**TRECHO DO TEXTO**
Testo publicado em 9 de abril de 2009
Neste depoimento breve e simples quero explicar um pouco de minha ausência nestes últimos dias. Ocorre que estive muito atarefado com um trabalho longo e estafante, mas de grande satisfação pessoal. O bilhete que escrevo para vocês é uma espécie de quinto e décimo passo, um inventário pessoal relâmpago e também um relato que faço para Deus e para todos os leitores do Gratidão, que agora estou elegendo como padrinhos para ouvirem o que tenho a dizer a Ele. Saí da Fazenda Renascer há quase dois anos, no dia 13 de maio de 2005.
É isso mesmo, era dia da libertação dos escravos no Brasil. Foi o dia que realmente recebi minha ‘carta de alforria’ de adicto (escravo) e que dizia: “Nada e nem ninguém me fará usar drogas, se eu não quiser”! Fiz disto um lema em minha vida e planejei minha volta à sociedade com muita calma. Não me deixei engolir pela ansiedade e, principalmente, pela pressa em recuperar tudo que havia perdido rapidamente. Tenho andado com calma e gradualmente e minha vida tem se ajeitado.
Tenho a satisfação pessoal de saber que estou no caminho certo. Conquistei minha família de volta, minha filha volta a acreditar que tem um pai e um amigo, ganhei novos e verdadeiros amigos, tenho pessoas e grupos a quem recorrer quando enfrento problemas, gente que entende minha cabeça ainda confusa pelo longo período de adicção ativa.
E tenho que confessar que o que mais me faz feliz é ter de volta minha vida profissional. Esse último trabalho que peguei me deu a certeza que voltei, não pelo dinheiro que vou receber, até porque nem preço acertei com meu contratante. Mas pela dificuldade do trabalho e de saber que em momento algum tive que recorrer a substâncias para continuar, mesmo quando o cansaço era completamente dominante. Muito pelo contrário, ligava para o pessoal envolvido no projeto e avisava que precisava para algumas horas e eles entendiam.
É bom saber de tudo isso, mas é bom sempre estar refletindo e agradecendo. Sem isso posso cometer o mesmo erro de antes que é o de “viajar no sucesso”. Tenho que saber que uma vida em recuperação passa por algumas proibições, uma auto-vigia constante, principalmente na euforia, que para mim é o maior dos perigos. Sou deslumbrado e, se não me cuidar, isso pode me derrubar. Por isso peço que me critiquem, me dêem retornos construtivos. Elogios, também gosto, é claro, quem não gosta, mas eles são um perigo para um adicto e eu sei disso.

**TAREFAS E EXERCÍCIOS**
- a) Responda às perguntas abaixo com base no depoimento sobre a recuperação.
(i) Em que data quem escreve saiu da Fazenda Renascer?
(ii) O que o depoimento aponta como o maior dos perigos para quem escreve?
(iii) Qual frase constava na "carta de alforria" mencionada no depoimento?
- b) Dê continuidade ao depoimento sobre a recuperação a partir da última frase apresentada.

**ENTRADAS ARMAZENADAS**

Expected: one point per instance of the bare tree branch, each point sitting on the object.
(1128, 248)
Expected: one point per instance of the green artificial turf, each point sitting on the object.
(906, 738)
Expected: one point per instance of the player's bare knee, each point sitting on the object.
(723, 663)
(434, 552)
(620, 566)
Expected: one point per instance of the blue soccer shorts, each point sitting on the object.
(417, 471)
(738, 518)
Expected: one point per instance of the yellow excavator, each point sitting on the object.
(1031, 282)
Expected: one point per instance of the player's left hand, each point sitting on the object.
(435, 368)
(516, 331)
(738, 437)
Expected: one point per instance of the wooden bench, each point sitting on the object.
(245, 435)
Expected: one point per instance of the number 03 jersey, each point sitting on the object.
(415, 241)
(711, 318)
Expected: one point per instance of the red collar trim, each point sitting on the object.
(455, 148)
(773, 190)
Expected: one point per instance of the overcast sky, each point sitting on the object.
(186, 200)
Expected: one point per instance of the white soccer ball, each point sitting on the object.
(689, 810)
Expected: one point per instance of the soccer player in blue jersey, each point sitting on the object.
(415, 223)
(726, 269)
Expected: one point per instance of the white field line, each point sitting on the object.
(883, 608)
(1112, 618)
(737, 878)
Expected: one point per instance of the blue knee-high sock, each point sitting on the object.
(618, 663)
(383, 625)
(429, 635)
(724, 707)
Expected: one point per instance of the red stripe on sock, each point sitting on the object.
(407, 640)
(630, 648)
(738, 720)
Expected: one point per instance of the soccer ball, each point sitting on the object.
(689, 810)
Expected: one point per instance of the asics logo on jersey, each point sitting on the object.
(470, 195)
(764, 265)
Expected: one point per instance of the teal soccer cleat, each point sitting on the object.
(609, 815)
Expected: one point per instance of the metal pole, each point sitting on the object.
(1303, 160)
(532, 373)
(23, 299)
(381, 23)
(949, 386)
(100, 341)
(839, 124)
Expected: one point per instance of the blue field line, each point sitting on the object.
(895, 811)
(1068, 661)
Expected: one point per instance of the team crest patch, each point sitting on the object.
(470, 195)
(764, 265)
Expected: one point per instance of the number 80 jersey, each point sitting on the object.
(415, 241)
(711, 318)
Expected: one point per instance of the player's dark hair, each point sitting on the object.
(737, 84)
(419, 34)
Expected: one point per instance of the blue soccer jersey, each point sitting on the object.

**TAREFAS RESOLVIDAS**
- a)
(i) Em 13 de maio de 2005.
(ii) A euforia.
(iii) "Nada e nem ninguém me fará usar drogas, se eu não quiser"!

- b)
Voltei no jornal Gratidão e procurando e lendo textos que divido com todos é uma maneira de me manter em pé. Essa obrigação diária com quem lê ou recebe e não lê, me faz sentir na Fazenda Renascer, onde também havia os interessados e os desinteressados na caminhada de recuperação. Aqui na rua é a mesma coisa, recuperação é simples, mas não é fácil. Como pode um adicto compreender que tem que controlar sua alegria? Mas é assim mesmo, a felicidade não é momento, é continuidade e equilíbrio.
Procuro fazer isso e tem dado certo até hoje. O amanhã? Não sei. Estou vivendo só por esse instante como costuma dizer meu amigo Chemale. Vejam que não citei vontades e falta de drogas. É que realmente não penso mais nisso, escolhi no dia 13 de maio viver sem isso e é gratificante saber que a felicidade não está nas fugas, mas no enfrentamento dos problemas com serenidade e gratidão.
Tenho a certeza que quando Deus se aproximou de mim e me tocou, não me deu garantia que eu não teria problemas, mas certamente me deu armas ou ferramentas para enfrentar. E é assim que vivo fazendo o bem conforme os desígnios de Deus, feliz e grato por, Só Por Hoje, estar em plena felicidade por ter me libertado das correntes da adicção. Mas, preciso sempre lembrar que venço novamente só hoje, o amanhã não me pertence e o passado já passou. Por isso sou grato todos os amanheceres em que ganho um PRESENTE de Deus.
IMPORTANTE
Este é um dos muitos textos sobre recuperação da dependência química e do álcool que escrevi durante os 20 anos de minha caminhada rumo a sonhada sobriedade. Não sei se alcançarei, sobriedade é muito mais que parar com o uso do álcool e das drogas, mas estou no caminho certo. O projeto é um livro, ele vai sair, se possível, lançado na Feira do Livro de Canoas ainda este ano.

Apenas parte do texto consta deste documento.